Point-per-instance localization data:
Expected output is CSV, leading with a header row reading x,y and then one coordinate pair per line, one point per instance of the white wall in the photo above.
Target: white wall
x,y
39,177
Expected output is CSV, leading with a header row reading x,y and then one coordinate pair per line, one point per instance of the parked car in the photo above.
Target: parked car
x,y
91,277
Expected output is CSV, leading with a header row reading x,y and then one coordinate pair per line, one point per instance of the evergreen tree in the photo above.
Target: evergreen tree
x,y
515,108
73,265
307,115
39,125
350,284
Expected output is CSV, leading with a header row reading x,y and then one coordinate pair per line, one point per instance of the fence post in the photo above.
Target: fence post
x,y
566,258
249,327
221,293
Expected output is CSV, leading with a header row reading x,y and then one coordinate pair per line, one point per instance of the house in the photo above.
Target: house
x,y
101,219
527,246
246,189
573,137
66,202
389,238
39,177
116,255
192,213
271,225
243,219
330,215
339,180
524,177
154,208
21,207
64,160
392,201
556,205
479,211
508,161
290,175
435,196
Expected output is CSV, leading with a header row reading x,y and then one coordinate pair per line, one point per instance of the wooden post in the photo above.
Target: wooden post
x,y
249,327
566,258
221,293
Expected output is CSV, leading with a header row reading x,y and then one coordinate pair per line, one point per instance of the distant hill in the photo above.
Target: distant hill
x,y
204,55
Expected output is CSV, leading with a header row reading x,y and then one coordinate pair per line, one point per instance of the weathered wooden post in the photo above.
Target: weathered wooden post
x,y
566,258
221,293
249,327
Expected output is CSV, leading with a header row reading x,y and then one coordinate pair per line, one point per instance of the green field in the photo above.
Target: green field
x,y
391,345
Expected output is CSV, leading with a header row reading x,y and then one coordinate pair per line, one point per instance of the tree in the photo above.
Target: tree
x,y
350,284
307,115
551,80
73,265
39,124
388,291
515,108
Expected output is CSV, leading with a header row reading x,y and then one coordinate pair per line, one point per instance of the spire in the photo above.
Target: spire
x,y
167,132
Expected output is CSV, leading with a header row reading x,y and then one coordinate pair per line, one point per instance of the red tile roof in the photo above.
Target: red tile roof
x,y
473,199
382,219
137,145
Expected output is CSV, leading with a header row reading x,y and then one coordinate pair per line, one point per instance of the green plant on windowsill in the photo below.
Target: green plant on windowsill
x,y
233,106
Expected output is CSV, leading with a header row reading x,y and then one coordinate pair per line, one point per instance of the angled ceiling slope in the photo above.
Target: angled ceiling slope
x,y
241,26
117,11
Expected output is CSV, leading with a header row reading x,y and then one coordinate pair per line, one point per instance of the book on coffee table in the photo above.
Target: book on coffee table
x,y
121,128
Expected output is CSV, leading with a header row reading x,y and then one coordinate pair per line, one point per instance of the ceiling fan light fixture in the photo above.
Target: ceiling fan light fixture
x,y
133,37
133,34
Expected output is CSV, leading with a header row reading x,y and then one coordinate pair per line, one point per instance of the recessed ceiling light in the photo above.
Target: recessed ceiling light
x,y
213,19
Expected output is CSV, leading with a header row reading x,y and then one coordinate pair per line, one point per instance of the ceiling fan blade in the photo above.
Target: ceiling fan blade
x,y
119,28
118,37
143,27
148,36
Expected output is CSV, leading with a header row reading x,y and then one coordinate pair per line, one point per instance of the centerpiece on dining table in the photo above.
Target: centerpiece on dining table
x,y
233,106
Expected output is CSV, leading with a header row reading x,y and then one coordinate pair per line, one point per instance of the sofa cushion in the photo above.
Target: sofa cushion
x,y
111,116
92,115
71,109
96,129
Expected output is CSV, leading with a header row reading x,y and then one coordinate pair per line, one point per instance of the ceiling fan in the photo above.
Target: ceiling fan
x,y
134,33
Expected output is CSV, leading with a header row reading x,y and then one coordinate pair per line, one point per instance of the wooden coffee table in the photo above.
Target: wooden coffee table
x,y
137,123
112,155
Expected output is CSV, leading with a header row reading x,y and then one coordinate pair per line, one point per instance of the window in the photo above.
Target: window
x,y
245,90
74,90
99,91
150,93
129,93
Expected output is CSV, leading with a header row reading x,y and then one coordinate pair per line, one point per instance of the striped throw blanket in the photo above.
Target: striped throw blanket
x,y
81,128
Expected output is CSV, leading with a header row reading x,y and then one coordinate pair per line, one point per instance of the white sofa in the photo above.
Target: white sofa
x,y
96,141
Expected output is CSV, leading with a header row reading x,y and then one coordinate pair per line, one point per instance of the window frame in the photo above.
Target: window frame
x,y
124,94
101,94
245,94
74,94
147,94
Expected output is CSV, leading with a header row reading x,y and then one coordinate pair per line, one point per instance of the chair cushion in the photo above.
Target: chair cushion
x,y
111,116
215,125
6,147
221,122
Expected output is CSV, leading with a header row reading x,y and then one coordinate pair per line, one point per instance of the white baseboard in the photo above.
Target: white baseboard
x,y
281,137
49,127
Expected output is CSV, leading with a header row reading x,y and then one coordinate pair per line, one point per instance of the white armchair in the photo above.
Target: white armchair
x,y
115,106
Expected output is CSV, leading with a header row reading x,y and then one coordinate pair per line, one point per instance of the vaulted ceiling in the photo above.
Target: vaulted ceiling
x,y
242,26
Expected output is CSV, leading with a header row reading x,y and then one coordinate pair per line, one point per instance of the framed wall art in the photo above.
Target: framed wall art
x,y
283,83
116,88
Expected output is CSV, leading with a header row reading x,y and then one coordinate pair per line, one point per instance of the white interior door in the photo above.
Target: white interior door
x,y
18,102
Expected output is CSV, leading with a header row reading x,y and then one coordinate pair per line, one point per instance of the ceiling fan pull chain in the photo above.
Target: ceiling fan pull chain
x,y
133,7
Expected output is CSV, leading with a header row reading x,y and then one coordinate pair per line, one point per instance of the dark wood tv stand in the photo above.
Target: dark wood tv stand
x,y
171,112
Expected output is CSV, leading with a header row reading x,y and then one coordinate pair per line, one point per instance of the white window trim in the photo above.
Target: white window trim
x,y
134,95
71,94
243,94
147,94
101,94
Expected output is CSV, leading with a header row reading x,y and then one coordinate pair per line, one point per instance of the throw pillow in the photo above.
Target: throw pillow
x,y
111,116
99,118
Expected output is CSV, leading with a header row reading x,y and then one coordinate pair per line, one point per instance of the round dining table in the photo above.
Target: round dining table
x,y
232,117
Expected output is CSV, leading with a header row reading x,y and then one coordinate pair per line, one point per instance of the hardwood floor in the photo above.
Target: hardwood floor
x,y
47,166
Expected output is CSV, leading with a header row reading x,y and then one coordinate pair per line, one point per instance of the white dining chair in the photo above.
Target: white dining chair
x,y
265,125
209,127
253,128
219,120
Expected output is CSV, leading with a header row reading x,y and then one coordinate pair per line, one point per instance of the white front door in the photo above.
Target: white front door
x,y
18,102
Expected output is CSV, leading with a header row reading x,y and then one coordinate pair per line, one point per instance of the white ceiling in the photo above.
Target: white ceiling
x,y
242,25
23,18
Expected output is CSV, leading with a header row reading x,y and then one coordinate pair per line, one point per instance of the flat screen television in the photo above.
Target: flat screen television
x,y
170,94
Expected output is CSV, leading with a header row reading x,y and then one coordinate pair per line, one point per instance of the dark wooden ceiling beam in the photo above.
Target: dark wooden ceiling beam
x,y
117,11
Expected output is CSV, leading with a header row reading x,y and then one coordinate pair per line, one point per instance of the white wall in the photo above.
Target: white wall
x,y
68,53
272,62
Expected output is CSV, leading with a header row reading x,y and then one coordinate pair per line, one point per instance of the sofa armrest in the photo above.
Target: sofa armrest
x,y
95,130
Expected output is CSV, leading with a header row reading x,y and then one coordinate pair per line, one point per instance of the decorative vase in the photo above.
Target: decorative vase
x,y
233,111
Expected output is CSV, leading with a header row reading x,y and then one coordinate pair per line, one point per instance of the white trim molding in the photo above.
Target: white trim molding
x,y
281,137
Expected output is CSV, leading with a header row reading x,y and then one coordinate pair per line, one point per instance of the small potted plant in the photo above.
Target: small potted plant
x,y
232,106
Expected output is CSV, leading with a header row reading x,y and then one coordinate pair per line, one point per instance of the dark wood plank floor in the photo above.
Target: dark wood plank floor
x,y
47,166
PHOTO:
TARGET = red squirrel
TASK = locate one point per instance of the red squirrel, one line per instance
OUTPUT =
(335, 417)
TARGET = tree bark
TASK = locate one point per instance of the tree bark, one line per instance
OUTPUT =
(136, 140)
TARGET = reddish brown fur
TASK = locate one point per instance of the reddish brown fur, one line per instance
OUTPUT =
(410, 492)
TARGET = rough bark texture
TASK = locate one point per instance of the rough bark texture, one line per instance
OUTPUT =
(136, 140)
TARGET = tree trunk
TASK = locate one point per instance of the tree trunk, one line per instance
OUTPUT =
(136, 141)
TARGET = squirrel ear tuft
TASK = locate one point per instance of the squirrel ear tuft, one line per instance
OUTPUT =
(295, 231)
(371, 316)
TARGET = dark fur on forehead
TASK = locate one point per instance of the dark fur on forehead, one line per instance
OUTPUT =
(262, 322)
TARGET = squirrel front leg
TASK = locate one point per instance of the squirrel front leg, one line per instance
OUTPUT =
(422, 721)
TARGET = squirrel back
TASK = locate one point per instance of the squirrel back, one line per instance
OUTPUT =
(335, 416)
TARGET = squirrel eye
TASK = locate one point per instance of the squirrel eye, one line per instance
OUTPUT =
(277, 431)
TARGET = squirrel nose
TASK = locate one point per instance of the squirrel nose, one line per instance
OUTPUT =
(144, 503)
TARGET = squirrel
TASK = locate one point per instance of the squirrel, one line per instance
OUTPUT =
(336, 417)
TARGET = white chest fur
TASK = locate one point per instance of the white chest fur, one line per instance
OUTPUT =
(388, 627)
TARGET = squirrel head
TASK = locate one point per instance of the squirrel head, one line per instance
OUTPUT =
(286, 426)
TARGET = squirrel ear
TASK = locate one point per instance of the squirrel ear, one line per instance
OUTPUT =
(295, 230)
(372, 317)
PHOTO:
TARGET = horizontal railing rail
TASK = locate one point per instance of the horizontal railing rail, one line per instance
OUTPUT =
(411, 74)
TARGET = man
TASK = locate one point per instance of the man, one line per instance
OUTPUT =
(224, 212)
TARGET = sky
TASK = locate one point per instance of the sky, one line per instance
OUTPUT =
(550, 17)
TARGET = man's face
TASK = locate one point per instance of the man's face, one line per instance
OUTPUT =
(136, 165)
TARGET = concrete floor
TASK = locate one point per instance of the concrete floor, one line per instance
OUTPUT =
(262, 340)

■ Activity:
Looking at the data above, return every line from the one with "TARGET = red squirrel" down to the one with "TARGET = tree trunk", exactly and inclusively.

■ Exercise answer:
TARGET = red squirrel
TASK = locate one point per instance of the red squirrel, one line per instance
OUTPUT =
(335, 417)
TARGET = tree bark
TASK = locate one point per instance of the tree bark, one line per instance
OUTPUT =
(136, 140)
TARGET = reddish brown fur
TASK = locate one point per instance of the reddish brown fur, one line per instance
OUTPUT =
(410, 492)
TARGET = rough bark texture
TASK = locate one point per instance of the rough bark texture, one line per instance
OUTPUT =
(136, 140)
TARGET = tree trunk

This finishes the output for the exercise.